System Design Vocabulary: 40 Terms Every Senior Engineer Must Know
CAP theorem, CQRS, event sourcing, circuit breaker, saga — the 40 system design terms you must know to discuss distributed systems confidently in interviews and architecture reviews.
System design interviews and architecture discussions share a common language. Knowing the terms precisely — not just vaguely — is what separates junior answers from senior answers. These 40 terms cover the vocabulary you need to discuss distributed systems, databases, reliability, and deployment with confidence.
Distributed System Fundamentals
CAP theorem — You can guarantee only two of three properties simultaneously: Consistency (every read gets the latest write), Availability (every request gets a response), Partition tolerance (the system continues despite network partitions). In practice, partitions happen, so you choose between C and A.
Consistency models — A spectrum from strong consistency (reads always see the latest write) to eventual consistency (reads will eventually see the latest write). Intermediate models include read-your-writes, monotonic reads, and causal consistency.
Eventual consistency — A guarantee that, given no new updates, all replicas will converge to the same value. Used in many large-scale distributed systems where strict consistency is too costly.
Linearizability — The strongest consistency model: operations appear to happen atomically and in the real-time order they were issued. Phrase: “A linearisable system behaves as if there’s a single copy of the data.”
Sharding — Partitioning data across multiple nodes so that each node holds only a subset. Reduces load per node. Phrase: “We shard by user ID — each shard handles one-eighth of the user base.”
Replication — Copying data to multiple nodes for fault tolerance and read scalability. Types: leader-follower (primary-replica) and multi-leader (multi-primary).
Read replica — A copy of a database that accepts reads only, offloading read traffic from the primary. Phrase: “Analytics queries go to the read replica so they don’t impact write latency on primary.”
Write-ahead log (WAL) — A durability mechanism: before applying a change, the database writes it to an append-only log. If the system crashes, the WAL allows recovery.
Coordination and Consensus
Consensus — Agreement among distributed nodes on a single value (e.g. who is the current leader). Algorithms: Raft, Paxos. Phrase: “Raft is used for consensus — a majority of nodes must agree before a value is committed.”
Leader election — The process by which distributed nodes agree on which node is currently the leader, responsible for coordinating writes. Common in databases (primary selection), queues, and coordination services.
Distributed lock — A lock held across multiple nodes to prevent concurrent modifications to a shared resource. More complex than a local mutex because network failures can cause the lock holder to disappear.
Two-phase commit (2PC) — A protocol for distributed transactions: a coordinator asks all participants to prepare, then tells them to commit or abort. Ensures atomicity but is blocking if the coordinator crashes.
Idempotency — An operation is idempotent if applying it multiple times produces the same result as applying it once. Critical for safe retries. Phrase: “Use an idempotency key in the payment API so retries don’t double-charge.”
Exactly-once delivery — A guarantee that a message is delivered and processed exactly once, not zero times (at-most-once) or more than once (at-least-once). Extremely difficult to achieve in distributed systems.
Patterns and Architecture
CQRS (Command Query Responsibility Segregation) — Separating the write model (commands) from the read model (queries). Write and read sides can use different databases optimised for their respective workloads.

● ENTRIES
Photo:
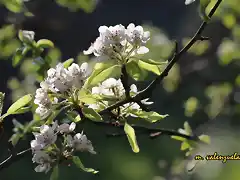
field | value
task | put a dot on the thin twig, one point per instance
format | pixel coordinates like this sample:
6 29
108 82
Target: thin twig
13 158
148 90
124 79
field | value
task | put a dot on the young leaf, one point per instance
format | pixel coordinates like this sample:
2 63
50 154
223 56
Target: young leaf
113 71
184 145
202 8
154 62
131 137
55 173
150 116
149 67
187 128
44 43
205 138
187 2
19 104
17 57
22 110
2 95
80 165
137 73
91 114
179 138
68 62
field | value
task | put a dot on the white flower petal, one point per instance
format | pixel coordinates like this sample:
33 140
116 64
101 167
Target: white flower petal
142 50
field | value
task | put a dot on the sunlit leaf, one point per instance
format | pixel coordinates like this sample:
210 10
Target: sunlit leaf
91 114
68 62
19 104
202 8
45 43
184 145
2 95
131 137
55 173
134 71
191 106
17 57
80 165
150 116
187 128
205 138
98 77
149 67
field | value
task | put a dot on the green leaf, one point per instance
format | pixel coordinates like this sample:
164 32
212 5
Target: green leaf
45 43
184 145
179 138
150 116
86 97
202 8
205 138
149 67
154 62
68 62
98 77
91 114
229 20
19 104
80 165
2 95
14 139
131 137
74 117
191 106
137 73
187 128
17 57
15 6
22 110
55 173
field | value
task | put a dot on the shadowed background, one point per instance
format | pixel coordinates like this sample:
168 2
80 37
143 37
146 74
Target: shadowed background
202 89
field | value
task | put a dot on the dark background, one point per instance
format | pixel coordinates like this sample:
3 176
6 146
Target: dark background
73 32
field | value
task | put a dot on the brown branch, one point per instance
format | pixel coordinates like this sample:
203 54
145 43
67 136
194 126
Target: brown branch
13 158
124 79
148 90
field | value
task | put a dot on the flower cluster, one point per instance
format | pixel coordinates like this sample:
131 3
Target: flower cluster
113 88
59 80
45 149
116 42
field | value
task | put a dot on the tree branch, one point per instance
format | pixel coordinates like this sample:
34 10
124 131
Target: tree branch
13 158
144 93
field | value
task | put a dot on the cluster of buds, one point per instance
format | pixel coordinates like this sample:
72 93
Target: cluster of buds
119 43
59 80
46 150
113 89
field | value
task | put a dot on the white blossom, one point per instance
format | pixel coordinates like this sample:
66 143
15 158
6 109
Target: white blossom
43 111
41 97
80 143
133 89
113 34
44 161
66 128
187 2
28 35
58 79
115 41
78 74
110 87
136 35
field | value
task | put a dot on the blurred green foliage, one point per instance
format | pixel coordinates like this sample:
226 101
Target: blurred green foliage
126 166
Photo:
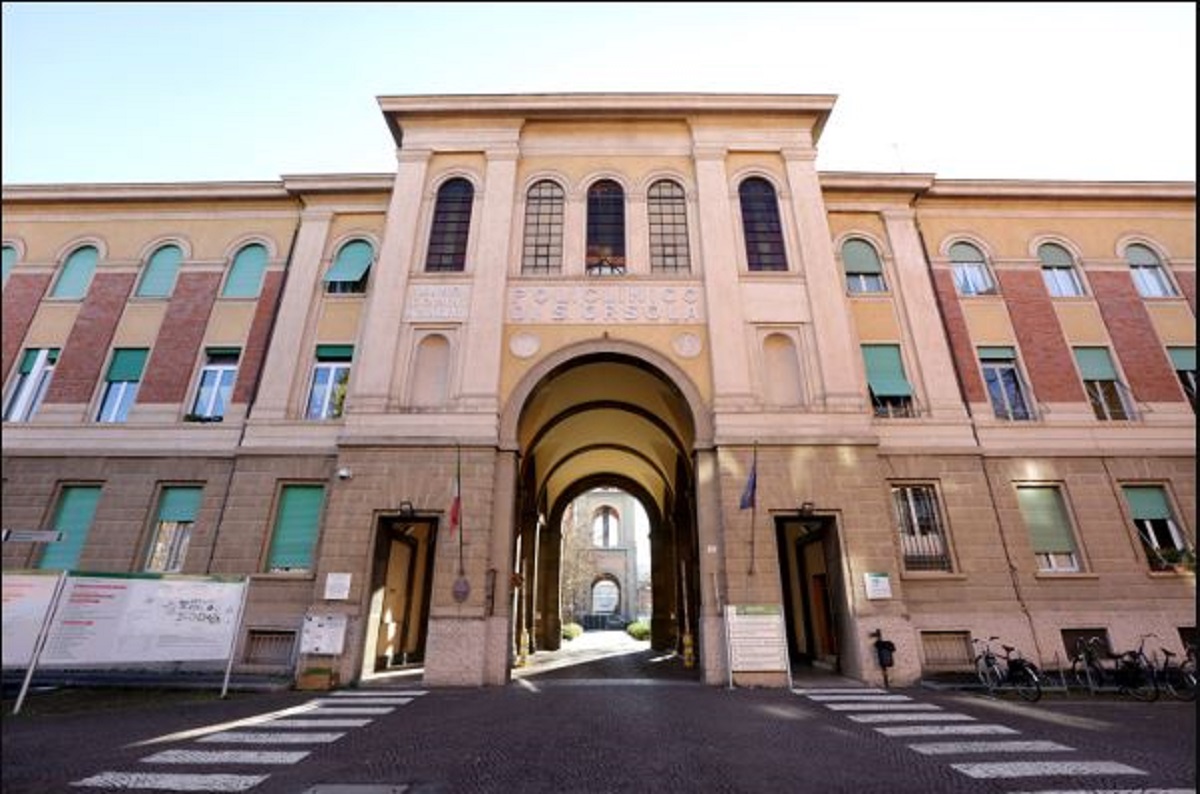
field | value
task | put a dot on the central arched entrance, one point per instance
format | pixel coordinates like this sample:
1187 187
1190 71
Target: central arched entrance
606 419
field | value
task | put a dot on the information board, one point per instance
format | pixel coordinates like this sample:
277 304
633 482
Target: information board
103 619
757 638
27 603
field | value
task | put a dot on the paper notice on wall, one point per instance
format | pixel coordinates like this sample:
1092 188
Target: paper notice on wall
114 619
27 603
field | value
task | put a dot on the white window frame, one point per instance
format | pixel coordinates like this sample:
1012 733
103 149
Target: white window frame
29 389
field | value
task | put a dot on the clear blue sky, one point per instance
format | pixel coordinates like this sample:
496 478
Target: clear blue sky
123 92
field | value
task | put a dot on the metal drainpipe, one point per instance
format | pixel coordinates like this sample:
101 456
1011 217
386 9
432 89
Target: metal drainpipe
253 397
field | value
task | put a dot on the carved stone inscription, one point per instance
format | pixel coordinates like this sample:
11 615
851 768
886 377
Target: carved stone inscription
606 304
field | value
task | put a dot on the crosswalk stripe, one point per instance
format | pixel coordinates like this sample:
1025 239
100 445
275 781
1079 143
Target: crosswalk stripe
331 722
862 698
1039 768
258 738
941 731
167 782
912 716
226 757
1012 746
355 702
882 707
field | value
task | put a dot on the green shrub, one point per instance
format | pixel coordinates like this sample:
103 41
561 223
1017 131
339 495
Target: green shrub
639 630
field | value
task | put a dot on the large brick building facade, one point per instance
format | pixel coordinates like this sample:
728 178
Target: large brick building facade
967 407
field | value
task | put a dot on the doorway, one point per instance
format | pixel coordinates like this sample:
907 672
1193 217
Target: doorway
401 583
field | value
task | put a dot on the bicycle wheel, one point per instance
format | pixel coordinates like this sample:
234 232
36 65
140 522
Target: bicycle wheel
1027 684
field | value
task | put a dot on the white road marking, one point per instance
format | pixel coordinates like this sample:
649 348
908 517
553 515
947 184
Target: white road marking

---

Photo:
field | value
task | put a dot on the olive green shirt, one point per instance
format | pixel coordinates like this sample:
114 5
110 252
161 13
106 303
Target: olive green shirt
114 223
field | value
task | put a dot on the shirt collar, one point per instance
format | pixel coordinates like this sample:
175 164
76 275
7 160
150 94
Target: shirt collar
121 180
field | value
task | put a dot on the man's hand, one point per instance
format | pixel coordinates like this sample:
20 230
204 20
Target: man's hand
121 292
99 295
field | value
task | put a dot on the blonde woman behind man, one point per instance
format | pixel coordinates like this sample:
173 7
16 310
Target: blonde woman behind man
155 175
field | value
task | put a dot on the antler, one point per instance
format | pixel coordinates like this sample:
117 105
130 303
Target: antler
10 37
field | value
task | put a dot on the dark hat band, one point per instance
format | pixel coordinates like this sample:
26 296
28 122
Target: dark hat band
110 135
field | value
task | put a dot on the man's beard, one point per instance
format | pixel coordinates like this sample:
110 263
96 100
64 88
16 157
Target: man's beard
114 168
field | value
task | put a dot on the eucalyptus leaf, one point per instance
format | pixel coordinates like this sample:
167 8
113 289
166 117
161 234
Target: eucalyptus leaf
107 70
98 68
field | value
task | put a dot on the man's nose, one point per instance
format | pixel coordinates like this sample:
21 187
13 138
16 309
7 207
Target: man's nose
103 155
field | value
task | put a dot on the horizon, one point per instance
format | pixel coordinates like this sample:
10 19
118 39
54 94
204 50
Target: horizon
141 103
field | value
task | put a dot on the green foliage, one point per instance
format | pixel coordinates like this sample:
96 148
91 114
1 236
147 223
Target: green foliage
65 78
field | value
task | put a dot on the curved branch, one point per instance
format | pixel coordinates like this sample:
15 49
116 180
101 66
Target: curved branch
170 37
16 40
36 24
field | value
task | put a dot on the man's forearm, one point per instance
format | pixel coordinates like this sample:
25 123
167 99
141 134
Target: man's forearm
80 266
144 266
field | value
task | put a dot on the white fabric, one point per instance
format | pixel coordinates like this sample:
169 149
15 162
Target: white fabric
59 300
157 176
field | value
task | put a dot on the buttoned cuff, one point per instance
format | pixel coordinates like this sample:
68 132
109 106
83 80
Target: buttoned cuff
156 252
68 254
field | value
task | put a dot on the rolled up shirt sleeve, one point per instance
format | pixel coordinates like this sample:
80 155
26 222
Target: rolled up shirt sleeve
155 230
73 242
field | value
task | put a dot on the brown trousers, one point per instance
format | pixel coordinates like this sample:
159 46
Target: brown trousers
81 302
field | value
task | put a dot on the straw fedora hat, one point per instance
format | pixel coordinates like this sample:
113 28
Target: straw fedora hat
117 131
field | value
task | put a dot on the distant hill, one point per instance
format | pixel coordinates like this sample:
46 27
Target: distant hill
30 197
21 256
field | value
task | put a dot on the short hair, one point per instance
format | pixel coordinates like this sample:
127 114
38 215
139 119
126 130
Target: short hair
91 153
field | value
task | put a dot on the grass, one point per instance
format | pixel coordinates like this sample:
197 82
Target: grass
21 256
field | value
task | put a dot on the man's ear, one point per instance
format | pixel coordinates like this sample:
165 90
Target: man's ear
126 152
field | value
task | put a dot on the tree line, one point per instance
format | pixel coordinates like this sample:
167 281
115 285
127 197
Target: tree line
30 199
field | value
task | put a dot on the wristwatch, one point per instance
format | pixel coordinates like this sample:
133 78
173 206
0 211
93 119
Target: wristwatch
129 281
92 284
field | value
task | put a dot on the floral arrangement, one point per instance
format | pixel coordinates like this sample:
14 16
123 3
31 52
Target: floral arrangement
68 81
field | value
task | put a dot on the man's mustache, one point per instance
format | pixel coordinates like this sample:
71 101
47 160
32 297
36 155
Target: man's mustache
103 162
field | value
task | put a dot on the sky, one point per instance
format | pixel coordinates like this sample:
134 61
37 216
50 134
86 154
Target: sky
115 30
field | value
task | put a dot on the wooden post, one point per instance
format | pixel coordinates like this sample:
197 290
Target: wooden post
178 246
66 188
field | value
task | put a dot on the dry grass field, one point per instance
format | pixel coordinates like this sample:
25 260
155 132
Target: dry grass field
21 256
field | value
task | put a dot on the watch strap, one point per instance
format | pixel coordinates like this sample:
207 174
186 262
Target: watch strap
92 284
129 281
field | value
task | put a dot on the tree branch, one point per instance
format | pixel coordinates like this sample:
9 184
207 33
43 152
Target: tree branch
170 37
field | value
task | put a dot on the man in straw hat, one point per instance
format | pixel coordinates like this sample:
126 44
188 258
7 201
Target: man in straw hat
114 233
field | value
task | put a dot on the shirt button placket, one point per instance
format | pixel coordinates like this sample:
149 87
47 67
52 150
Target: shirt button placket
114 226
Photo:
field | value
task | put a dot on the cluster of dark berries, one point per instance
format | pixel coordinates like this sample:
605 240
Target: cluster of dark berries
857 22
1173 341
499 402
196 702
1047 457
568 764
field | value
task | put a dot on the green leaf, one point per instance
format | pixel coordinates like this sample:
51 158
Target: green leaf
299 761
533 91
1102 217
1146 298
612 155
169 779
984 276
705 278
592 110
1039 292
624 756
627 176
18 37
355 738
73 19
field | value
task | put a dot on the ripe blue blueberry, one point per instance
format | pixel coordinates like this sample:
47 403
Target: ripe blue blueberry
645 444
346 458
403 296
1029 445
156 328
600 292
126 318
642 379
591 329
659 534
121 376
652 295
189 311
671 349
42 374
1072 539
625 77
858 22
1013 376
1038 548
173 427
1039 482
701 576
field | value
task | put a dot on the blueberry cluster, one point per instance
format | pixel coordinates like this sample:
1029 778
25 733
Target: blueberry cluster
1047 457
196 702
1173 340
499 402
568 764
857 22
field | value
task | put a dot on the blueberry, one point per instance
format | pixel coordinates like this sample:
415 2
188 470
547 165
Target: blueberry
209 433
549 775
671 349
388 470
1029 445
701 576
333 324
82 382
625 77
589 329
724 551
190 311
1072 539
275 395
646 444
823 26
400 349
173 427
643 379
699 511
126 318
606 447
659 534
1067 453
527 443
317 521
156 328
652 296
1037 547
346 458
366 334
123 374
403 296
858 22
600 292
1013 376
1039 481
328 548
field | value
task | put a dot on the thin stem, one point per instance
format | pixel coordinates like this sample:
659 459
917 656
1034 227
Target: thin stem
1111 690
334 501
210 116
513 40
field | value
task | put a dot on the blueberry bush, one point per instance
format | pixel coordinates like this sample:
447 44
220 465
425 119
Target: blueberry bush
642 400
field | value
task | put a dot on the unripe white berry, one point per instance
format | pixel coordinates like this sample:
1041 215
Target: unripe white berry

* * *

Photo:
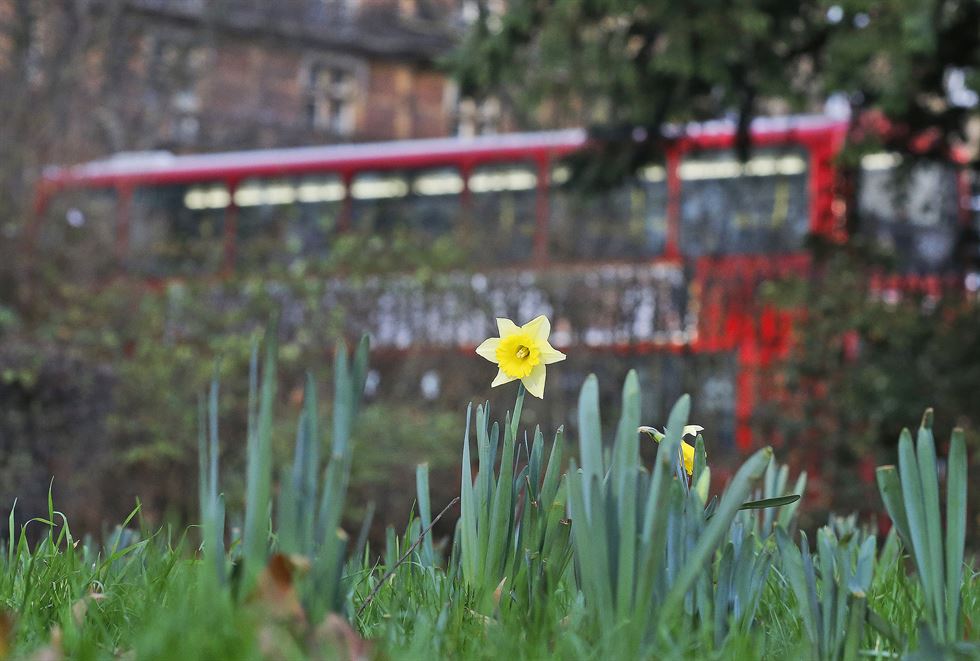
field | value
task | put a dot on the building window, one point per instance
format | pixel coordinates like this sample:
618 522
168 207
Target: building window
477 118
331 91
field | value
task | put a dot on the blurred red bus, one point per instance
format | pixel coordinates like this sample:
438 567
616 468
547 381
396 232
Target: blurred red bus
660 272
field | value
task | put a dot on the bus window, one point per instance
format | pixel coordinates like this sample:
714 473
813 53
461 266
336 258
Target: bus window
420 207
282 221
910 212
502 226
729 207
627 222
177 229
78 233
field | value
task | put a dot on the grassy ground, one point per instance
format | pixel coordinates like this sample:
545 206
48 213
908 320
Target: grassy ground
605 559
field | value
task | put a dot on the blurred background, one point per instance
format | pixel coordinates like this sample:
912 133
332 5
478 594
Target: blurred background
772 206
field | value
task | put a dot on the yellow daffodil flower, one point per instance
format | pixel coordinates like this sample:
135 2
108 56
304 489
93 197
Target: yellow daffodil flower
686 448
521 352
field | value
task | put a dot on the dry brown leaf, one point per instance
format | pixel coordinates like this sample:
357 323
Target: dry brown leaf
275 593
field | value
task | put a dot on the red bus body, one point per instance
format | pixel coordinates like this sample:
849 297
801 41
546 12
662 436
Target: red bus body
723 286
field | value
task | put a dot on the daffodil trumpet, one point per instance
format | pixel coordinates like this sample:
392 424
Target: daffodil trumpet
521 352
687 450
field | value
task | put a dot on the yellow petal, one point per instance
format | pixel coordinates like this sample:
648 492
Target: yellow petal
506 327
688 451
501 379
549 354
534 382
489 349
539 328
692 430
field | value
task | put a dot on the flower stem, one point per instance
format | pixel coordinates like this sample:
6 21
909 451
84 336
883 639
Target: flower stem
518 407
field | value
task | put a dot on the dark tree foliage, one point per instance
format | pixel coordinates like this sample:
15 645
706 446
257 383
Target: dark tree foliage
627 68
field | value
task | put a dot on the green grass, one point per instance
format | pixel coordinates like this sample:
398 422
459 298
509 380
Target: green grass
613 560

● TASKS TO CARRY OUT
(1) Output the system design glossary between "Read replica —" and "and coordination services.", inclusive.
(2) Summarize the system design glossary in two sentences.
(3) Take the system design glossary further, starting after its last sentence.
The rows are separate material, apart from the system design glossary.

● TASK-BY-TASK OUTPUTS
(1)
Read replica — A copy of a database that accepts reads only, offloading read traffic from the primary. Phrase: “Analytics queries go to the read replica so they don’t impact write latency on primary.”
Write-ahead log (WAL) — A durability mechanism: before applying a change, the database writes it to an append-only log. If the system crashes, the WAL allows recovery.
Coordination and Consensus
Consensus — Agreement among distributed nodes on a single value (e.g. who is the current leader). Algorithms: Raft, Paxos. Phrase: “Raft is used for consensus — a majority of nodes must agree before a value is committed.”
Leader election — The process by which distributed nodes agree on which node is currently the leader, responsible for coordinating writes. Common in databases (primary selection), queues, and coordination services.

(2) The glossary presents 40 terms for discussing distributed systems, databases, reliability, and deployment, stressing that precise knowledge of them separates junior answers from senior ones. It defines fundamentals such as the CAP theorem, consistency models, sharding, and replication, coordination concepts such as consensus, two-phase commit, and idempotency, and patterns such as CQRS.

(3)
Event sourcing — Storing state as a sequence of immutable events rather than the current value. Current state is derived by replaying events. Phrase: “With event sourcing, you can replay history to see what the account balance was at any point in time.”
Saga — A pattern for managing distributed transactions as a sequence of local transactions, each publishing an event or message to trigger the next step. Failures trigger compensating transactions.
Message queue — A durable buffer between producers and consumers, decoupling them in time and throughput. Examples: Kafka, RabbitMQ, SQS. Phrase: “The order service publishes to the queue; the fulfilment service consumes at its own pace.”
Backpressure — A signal from a slow consumer to a fast producer to slow down. Prevents overwhelming the consumer.
Bulkhead — Isolating components so a failure in one does not cascade to others, similar to watertight compartments in a ship. Phrase: “We applied the bulkhead pattern — the payment service has its own thread pool so it can’t starve the checkout service.”
Reliability and Traffic Management
Circuit breaker — A pattern that stops calling a failing service after a threshold of errors, allowing it time to recover. States: closed (normal), open (blocking calls), half-open (testing recovery). Phrase: “The circuit breaker tripped — we’re returning cached data until the upstream recovers.”
Rate limiting — Restricting the number of requests a client can make in a time window. Algorithms: token bucket, leaky bucket, sliding window. Phrase: “The API is rate-limited to 1,000 requests per minute per API key.”
Load balancing — Distributing incoming traffic across multiple servers. Algorithms: round-robin, least connections, consistent hashing.
CDN (Content Delivery Network) — A geographically distributed network of servers that caches static content close to users, reducing latency and origin server load.
Caching layers — Multiple levels of caching: browser cache, CDN edge cache, application-level cache (Redis, Memcached), database query cache.
API gateway — A single entry point for external clients, handling routing, authentication, rate limiting, and protocol translation.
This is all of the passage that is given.